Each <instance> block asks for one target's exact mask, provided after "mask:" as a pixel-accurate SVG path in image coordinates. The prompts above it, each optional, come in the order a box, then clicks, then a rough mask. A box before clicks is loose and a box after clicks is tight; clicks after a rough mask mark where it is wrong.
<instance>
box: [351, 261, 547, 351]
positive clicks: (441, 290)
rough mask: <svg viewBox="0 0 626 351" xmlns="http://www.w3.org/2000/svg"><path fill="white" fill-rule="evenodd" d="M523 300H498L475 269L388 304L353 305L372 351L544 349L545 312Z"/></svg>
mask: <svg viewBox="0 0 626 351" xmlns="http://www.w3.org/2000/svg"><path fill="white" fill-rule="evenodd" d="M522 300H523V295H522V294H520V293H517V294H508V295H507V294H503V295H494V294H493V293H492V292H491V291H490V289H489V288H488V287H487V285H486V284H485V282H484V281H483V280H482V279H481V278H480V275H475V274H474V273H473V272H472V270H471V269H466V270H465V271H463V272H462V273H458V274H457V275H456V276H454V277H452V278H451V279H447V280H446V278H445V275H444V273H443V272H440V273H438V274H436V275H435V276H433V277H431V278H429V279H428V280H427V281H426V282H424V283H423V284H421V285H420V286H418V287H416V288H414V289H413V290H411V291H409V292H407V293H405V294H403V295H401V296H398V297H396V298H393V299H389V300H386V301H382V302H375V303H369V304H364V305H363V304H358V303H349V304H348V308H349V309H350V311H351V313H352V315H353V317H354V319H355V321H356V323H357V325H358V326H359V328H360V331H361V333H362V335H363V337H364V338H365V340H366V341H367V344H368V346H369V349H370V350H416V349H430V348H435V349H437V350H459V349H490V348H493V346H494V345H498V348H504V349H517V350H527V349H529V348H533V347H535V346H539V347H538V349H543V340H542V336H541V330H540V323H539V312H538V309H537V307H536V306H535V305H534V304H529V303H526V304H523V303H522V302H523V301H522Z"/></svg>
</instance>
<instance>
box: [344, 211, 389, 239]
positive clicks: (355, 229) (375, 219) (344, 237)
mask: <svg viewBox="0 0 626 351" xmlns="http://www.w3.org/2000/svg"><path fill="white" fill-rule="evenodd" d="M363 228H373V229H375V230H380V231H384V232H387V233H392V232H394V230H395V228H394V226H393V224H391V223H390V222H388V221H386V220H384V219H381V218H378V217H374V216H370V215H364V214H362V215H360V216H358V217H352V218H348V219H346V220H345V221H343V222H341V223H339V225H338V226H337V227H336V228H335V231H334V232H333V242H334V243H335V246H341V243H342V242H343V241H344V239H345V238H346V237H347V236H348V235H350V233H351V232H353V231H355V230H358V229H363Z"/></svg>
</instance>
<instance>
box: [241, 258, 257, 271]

→ **EXERCISE REQUIREMENTS**
What is needed is a word-for-word copy of all the records above.

→ **TASK RESPONSE**
Each <instance> block asks for one target's exact mask, provided after "mask:" as a pixel-accurate SVG path in image coordinates. The prompts above it, each optional, come in the order a box, then clicks, then a rough mask. A box before clicks is loose and a box after clicks is tight; clicks after a rough mask mark where it is wrong.
<instance>
box: [351, 261, 547, 351]
positive clicks: (441, 290)
rough mask: <svg viewBox="0 0 626 351" xmlns="http://www.w3.org/2000/svg"><path fill="white" fill-rule="evenodd" d="M523 300H498L475 269L388 304L353 305L372 351L544 349L545 312Z"/></svg>
mask: <svg viewBox="0 0 626 351" xmlns="http://www.w3.org/2000/svg"><path fill="white" fill-rule="evenodd" d="M522 300H523V295H522V294H520V293H517V294H508V295H507V294H503V295H494V294H493V293H492V292H491V291H490V289H489V288H488V287H487V285H486V284H485V282H484V281H483V280H482V279H481V278H480V275H475V274H474V273H473V272H472V270H471V269H466V270H465V271H463V272H462V273H458V274H457V275H456V276H454V277H452V278H451V279H447V280H446V278H445V275H444V273H443V272H440V273H438V274H436V275H435V276H433V277H431V278H429V279H428V280H427V281H426V282H424V283H423V284H421V285H420V286H418V287H416V288H414V289H413V290H411V291H409V292H407V293H405V294H403V295H401V296H398V297H396V298H393V299H389V300H386V301H382V302H375V303H369V304H364V305H363V304H358V303H349V304H348V308H349V309H350V311H351V313H352V315H353V317H354V319H355V321H356V323H357V325H358V326H359V328H360V331H361V333H362V335H363V337H364V338H365V340H366V341H367V344H368V346H369V349H370V350H416V349H430V348H435V349H437V350H459V349H490V348H493V346H494V345H498V348H504V349H517V350H527V349H529V348H533V347H535V346H539V347H538V349H543V340H542V336H541V330H540V323H539V312H538V309H537V307H536V306H535V305H534V304H529V303H526V304H523V303H522V302H523V301H522Z"/></svg>
</instance>
<instance>
box: [344, 211, 389, 239]
positive clicks: (355, 229) (375, 219) (344, 237)
mask: <svg viewBox="0 0 626 351" xmlns="http://www.w3.org/2000/svg"><path fill="white" fill-rule="evenodd" d="M363 228H373V229H375V230H380V231H384V232H387V233H392V232H394V230H395V228H394V226H393V224H391V223H390V222H388V221H386V220H384V219H381V218H378V217H374V216H370V215H364V214H362V215H360V216H358V217H352V218H348V219H346V220H345V221H343V222H341V223H339V225H338V226H337V227H336V228H335V231H334V232H333V242H334V243H335V246H341V243H342V242H343V241H344V239H345V238H346V237H347V236H348V235H350V233H351V232H353V231H355V230H358V229H363Z"/></svg>
</instance>
<instance>
box: [241, 258, 257, 271]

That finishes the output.